Task input:
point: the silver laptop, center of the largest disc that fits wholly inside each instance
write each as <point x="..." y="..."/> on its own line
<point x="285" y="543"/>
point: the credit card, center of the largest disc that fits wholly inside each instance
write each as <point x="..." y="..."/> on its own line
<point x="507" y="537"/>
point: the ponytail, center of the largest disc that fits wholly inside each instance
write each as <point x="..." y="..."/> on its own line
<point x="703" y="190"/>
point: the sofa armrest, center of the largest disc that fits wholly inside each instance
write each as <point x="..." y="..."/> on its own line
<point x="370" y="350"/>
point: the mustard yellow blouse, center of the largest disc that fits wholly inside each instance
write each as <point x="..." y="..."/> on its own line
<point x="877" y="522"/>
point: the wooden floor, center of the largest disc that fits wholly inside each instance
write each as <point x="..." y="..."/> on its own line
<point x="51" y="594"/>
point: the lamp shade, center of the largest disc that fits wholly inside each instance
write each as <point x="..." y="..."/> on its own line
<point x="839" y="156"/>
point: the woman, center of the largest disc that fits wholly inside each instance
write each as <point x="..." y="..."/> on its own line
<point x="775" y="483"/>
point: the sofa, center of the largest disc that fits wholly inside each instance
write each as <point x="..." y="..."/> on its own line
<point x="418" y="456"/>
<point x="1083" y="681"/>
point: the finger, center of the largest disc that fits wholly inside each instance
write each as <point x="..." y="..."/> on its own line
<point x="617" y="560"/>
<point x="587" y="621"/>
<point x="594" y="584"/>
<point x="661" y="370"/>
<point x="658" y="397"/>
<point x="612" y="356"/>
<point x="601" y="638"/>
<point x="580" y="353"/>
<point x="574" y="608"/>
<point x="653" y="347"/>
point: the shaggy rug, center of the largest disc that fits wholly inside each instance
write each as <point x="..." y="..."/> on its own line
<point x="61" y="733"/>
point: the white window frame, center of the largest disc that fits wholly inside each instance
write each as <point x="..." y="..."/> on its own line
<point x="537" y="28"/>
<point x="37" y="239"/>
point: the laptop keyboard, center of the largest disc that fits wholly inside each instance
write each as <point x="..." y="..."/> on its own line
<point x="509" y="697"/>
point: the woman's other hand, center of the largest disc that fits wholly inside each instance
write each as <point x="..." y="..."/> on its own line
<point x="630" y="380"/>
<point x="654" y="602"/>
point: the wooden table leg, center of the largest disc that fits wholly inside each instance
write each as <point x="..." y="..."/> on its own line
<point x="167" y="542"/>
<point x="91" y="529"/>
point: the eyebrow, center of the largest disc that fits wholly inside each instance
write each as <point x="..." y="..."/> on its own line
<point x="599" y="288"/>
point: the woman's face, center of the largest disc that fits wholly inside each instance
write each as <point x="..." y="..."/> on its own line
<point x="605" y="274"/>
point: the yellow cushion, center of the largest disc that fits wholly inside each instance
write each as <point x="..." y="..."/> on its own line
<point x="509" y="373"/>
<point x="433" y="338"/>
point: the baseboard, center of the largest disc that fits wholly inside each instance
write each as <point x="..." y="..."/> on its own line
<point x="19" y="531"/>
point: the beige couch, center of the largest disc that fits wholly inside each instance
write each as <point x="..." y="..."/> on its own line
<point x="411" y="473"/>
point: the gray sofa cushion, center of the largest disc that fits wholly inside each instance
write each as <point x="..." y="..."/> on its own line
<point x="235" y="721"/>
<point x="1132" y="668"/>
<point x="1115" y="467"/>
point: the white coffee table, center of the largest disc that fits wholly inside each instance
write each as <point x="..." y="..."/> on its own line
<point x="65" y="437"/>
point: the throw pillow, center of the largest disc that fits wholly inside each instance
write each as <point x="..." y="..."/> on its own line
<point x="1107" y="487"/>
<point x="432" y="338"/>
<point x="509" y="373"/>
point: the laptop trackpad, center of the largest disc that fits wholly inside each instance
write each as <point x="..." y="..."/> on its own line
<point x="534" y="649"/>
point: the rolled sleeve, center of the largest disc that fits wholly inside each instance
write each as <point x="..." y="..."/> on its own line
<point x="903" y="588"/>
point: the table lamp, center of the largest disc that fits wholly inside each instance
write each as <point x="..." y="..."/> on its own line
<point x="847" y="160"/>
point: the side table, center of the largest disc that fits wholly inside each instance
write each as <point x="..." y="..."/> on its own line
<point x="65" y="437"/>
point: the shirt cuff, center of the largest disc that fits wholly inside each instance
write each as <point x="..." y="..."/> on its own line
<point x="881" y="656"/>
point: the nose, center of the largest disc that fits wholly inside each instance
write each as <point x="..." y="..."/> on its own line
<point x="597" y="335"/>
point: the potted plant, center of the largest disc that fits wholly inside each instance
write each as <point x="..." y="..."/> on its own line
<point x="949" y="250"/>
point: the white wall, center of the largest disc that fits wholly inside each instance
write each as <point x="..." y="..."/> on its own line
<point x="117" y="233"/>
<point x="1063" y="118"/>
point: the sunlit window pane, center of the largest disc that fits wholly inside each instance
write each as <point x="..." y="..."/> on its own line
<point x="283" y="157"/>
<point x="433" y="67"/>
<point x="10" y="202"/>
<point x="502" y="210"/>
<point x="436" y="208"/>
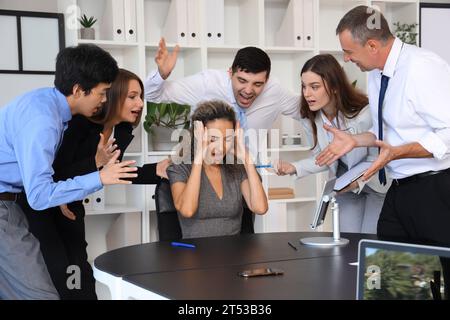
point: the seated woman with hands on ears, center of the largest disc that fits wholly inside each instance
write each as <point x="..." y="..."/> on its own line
<point x="208" y="191"/>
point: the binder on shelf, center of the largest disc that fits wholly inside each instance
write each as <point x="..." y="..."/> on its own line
<point x="119" y="21"/>
<point x="98" y="200"/>
<point x="290" y="32"/>
<point x="112" y="25"/>
<point x="215" y="25"/>
<point x="87" y="202"/>
<point x="129" y="7"/>
<point x="308" y="23"/>
<point x="281" y="193"/>
<point x="175" y="26"/>
<point x="193" y="25"/>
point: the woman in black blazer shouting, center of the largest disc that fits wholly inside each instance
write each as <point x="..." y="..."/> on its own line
<point x="87" y="145"/>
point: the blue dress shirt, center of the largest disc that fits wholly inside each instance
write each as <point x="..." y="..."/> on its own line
<point x="31" y="130"/>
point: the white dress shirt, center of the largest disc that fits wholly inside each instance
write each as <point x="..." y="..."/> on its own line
<point x="357" y="125"/>
<point x="216" y="84"/>
<point x="416" y="107"/>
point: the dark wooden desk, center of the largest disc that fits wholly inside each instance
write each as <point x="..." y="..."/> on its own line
<point x="210" y="270"/>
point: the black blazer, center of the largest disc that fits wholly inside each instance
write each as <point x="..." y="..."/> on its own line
<point x="76" y="155"/>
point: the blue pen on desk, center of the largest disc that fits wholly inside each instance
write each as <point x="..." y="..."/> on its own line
<point x="181" y="244"/>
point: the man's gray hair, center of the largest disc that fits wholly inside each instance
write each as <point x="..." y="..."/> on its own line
<point x="365" y="23"/>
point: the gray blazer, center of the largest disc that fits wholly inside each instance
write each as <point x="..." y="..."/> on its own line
<point x="359" y="124"/>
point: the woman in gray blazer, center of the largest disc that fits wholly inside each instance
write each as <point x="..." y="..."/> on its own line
<point x="330" y="99"/>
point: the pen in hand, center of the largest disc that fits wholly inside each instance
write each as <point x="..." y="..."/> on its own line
<point x="292" y="246"/>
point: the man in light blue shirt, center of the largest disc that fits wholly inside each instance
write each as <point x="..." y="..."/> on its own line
<point x="31" y="130"/>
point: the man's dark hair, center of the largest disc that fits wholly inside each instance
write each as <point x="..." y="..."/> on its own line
<point x="365" y="23"/>
<point x="251" y="59"/>
<point x="86" y="65"/>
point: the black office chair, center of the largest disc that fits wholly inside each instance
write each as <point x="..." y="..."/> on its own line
<point x="168" y="225"/>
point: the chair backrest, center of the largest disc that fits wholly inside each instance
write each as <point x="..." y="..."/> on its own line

Your task: Each line from the beginning of the listing up to the line where "point: the finger, center" appears needs to be given again exactly; please add nothing else.

Task response:
point: the silver laptop, center of the largest disc that fits wholly inside each instance
write each as <point x="..." y="..."/> on its own line
<point x="285" y="543"/>
point: the credit card, center of the largest disc that fits wholly inside each instance
write each as <point x="..." y="..."/> on its own line
<point x="507" y="537"/>
point: the ponytail, center of the largest disc that fits wholly inside each instance
write each as <point x="..." y="..."/> on its own line
<point x="703" y="190"/>
point: the sofa armrest, center of the largest disc that fits wholly inside each instance
write each as <point x="..." y="..."/> on its own line
<point x="370" y="350"/>
point: the mustard yellow blouse, center of the largest disc that fits wholly inside each instance
write each as <point x="..." y="..."/> on its own line
<point x="877" y="522"/>
point: the wooden floor, center of the largest disc that fits wholly inside each instance
write each as <point x="..." y="..."/> on its own line
<point x="51" y="594"/>
point: the lamp shade, center of the largest disc that fits wholly inside each instance
write each as <point x="..." y="..."/> on its own line
<point x="839" y="156"/>
point: the woman, center of the largest disc that fits wholly inside each instance
write each as <point x="..." y="..."/> on its own line
<point x="775" y="483"/>
point: the sofa, center of the largest disc that fits wholly inside each instance
write each as <point x="..." y="..."/> on its own line
<point x="418" y="456"/>
<point x="1083" y="681"/>
point: the finger, center of the largest disc that fits wholly inside each instance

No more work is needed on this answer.